◆ MATERIAL TO PROCESS
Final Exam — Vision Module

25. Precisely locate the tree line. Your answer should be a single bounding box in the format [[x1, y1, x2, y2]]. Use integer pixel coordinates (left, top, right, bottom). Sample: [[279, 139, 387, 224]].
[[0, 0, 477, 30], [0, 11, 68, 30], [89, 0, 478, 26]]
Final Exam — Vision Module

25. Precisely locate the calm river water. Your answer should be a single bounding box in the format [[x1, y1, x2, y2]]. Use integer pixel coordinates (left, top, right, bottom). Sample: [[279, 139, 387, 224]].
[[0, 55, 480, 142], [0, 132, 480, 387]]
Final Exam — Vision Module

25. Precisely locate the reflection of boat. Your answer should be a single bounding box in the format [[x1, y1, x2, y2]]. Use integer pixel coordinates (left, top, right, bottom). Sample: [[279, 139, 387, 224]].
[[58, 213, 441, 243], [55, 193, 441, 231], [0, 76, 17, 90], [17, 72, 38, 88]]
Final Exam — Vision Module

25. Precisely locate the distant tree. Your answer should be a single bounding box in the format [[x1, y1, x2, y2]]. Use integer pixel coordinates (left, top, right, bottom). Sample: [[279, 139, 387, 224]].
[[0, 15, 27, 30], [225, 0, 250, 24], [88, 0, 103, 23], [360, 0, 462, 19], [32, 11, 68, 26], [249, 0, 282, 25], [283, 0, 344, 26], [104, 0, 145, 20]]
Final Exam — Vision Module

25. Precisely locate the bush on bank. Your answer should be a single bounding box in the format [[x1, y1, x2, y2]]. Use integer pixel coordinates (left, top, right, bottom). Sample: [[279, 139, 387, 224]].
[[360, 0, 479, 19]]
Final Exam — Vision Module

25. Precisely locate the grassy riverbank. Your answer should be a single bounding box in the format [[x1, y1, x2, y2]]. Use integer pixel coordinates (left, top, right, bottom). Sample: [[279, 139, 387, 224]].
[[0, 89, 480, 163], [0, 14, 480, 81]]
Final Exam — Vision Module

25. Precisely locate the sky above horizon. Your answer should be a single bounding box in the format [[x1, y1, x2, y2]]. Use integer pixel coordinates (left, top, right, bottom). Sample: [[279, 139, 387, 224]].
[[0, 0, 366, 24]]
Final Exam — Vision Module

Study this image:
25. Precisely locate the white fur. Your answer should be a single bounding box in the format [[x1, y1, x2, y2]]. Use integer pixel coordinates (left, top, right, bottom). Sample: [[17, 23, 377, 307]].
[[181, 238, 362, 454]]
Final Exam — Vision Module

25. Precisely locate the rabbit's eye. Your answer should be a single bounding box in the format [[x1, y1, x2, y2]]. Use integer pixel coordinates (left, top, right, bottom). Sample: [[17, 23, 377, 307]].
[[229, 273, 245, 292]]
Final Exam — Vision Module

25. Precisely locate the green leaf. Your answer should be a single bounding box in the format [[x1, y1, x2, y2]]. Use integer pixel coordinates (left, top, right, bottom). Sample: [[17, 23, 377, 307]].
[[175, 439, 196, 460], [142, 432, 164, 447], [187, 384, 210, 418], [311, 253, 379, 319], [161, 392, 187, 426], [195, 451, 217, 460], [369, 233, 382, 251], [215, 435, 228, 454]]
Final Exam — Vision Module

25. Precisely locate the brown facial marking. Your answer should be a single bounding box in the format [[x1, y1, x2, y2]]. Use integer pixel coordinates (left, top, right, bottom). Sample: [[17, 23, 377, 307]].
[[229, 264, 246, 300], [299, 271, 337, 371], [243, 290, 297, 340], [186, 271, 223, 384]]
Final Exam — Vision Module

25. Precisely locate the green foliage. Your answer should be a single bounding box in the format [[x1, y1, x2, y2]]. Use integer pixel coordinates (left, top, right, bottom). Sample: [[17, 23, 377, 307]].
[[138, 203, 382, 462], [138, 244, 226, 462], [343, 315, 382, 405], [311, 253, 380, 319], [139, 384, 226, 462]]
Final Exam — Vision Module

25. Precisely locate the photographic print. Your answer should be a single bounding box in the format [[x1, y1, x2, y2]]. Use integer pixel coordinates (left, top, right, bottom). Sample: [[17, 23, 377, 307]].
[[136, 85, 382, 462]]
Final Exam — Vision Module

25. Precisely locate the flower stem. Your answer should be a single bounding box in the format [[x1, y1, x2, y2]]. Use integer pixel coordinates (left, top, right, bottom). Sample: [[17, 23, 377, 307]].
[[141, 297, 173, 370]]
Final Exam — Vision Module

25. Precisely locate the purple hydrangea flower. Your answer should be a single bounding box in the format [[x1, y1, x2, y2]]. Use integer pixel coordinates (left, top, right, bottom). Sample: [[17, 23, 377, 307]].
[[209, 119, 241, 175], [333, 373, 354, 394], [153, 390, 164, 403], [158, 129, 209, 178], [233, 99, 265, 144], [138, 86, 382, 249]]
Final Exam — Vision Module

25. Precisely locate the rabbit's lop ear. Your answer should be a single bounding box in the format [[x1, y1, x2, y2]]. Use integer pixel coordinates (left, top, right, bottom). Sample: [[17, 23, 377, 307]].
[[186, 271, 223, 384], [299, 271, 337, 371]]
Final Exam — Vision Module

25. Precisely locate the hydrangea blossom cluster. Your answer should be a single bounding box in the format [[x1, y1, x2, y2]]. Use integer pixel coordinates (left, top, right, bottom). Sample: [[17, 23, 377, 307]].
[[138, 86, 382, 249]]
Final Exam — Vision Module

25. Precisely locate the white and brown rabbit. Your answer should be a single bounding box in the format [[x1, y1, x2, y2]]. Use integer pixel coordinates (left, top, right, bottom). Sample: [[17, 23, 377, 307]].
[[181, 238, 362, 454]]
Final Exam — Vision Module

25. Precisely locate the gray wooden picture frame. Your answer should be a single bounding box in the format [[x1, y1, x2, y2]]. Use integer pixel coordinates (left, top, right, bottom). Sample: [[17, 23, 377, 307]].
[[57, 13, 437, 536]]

◆ TASK REQUIREMENTS
Find every line above that contains the string "tree", matching case exactly, and copy each of those lines.

◆ OUTPUT
25. Precisely locate the tree line. Your answer should be a single bounding box in the format [[x1, y1, x2, y2]]. Use integer pixel coordinates (left, top, right, bottom). Sample: [[279, 139, 387, 224]].
25. Precisely locate the distant tree. Your answer should be a single bounding box in the format [[x1, y1, x2, y2]]. Use integer pixel coordinates (left, top, right, bottom). Sample: [[279, 139, 387, 224]].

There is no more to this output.